**Given entries**

*** Block opens ***

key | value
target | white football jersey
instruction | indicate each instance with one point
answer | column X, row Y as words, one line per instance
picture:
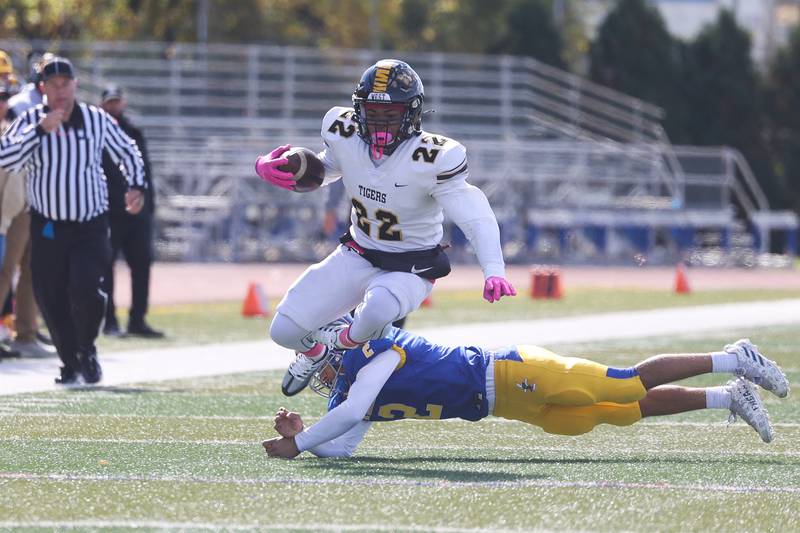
column 394, row 205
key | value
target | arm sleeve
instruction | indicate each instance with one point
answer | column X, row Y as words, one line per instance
column 332, row 169
column 123, row 150
column 18, row 143
column 338, row 421
column 467, row 206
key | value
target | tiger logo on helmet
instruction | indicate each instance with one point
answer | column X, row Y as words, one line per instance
column 389, row 82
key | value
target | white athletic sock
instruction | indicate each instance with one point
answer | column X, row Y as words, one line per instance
column 724, row 362
column 718, row 398
column 316, row 352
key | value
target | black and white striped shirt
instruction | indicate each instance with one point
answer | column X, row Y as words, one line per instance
column 65, row 167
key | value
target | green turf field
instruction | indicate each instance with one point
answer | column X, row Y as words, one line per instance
column 186, row 454
column 222, row 322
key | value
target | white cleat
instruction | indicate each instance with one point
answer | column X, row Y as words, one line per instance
column 747, row 404
column 753, row 366
column 330, row 333
column 300, row 372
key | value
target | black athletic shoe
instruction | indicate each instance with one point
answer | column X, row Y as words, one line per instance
column 142, row 329
column 41, row 337
column 90, row 368
column 68, row 377
column 112, row 330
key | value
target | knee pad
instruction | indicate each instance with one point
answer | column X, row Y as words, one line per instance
column 576, row 397
column 288, row 334
column 375, row 315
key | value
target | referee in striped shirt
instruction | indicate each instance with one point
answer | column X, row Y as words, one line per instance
column 61, row 147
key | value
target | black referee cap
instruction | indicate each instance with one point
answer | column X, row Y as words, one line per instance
column 57, row 66
column 111, row 92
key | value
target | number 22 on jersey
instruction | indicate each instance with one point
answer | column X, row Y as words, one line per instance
column 386, row 232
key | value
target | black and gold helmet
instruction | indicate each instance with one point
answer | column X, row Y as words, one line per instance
column 390, row 82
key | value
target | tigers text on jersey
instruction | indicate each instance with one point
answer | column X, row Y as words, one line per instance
column 431, row 381
column 394, row 207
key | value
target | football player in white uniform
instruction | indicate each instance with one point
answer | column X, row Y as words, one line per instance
column 402, row 181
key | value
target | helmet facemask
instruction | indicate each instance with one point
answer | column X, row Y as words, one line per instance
column 382, row 125
column 388, row 106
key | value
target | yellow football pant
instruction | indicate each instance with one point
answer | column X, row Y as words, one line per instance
column 565, row 395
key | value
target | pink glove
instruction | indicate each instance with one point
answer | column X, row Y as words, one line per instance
column 497, row 287
column 267, row 168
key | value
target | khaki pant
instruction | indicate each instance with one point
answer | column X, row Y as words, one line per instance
column 18, row 252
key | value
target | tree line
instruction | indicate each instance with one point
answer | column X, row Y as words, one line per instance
column 711, row 89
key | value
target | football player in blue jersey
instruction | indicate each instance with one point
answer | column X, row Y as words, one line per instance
column 405, row 376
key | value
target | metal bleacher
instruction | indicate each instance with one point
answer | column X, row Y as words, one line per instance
column 574, row 171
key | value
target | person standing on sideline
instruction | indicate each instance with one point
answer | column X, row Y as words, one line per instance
column 28, row 341
column 60, row 145
column 132, row 234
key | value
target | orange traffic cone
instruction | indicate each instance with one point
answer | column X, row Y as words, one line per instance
column 681, row 280
column 554, row 286
column 538, row 289
column 255, row 303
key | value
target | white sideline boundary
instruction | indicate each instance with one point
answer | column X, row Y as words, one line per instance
column 123, row 368
column 526, row 483
column 210, row 526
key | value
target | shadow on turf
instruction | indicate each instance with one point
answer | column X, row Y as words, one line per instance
column 371, row 467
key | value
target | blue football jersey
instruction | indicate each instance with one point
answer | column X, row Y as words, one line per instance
column 431, row 381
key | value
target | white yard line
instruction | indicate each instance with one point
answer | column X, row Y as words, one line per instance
column 255, row 443
column 119, row 368
column 528, row 483
column 190, row 526
column 314, row 419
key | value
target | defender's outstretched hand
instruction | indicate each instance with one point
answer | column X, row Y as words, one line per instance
column 497, row 287
column 288, row 424
column 267, row 168
column 281, row 447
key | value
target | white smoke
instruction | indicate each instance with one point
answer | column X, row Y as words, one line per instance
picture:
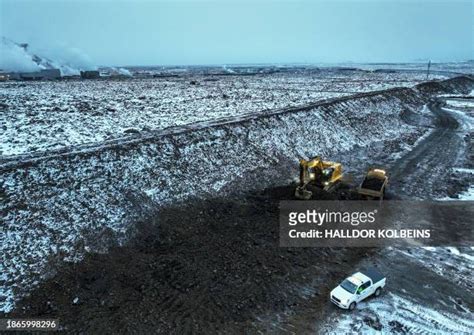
column 69, row 60
column 13, row 58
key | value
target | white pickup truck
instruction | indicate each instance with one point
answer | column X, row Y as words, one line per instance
column 358, row 287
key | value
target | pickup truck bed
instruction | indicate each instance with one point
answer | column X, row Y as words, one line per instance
column 374, row 275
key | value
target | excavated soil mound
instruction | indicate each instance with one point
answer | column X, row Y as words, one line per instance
column 211, row 265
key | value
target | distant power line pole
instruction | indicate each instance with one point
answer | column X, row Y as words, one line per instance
column 428, row 70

*** Block closes ***

**Your task**
Above are the records. Copy every line in them holding "jersey".

**Answer section**
target | white football jersey
target | number 22 on jersey
target | tigers text on jersey
target | football player in blue jersey
target | blue football jersey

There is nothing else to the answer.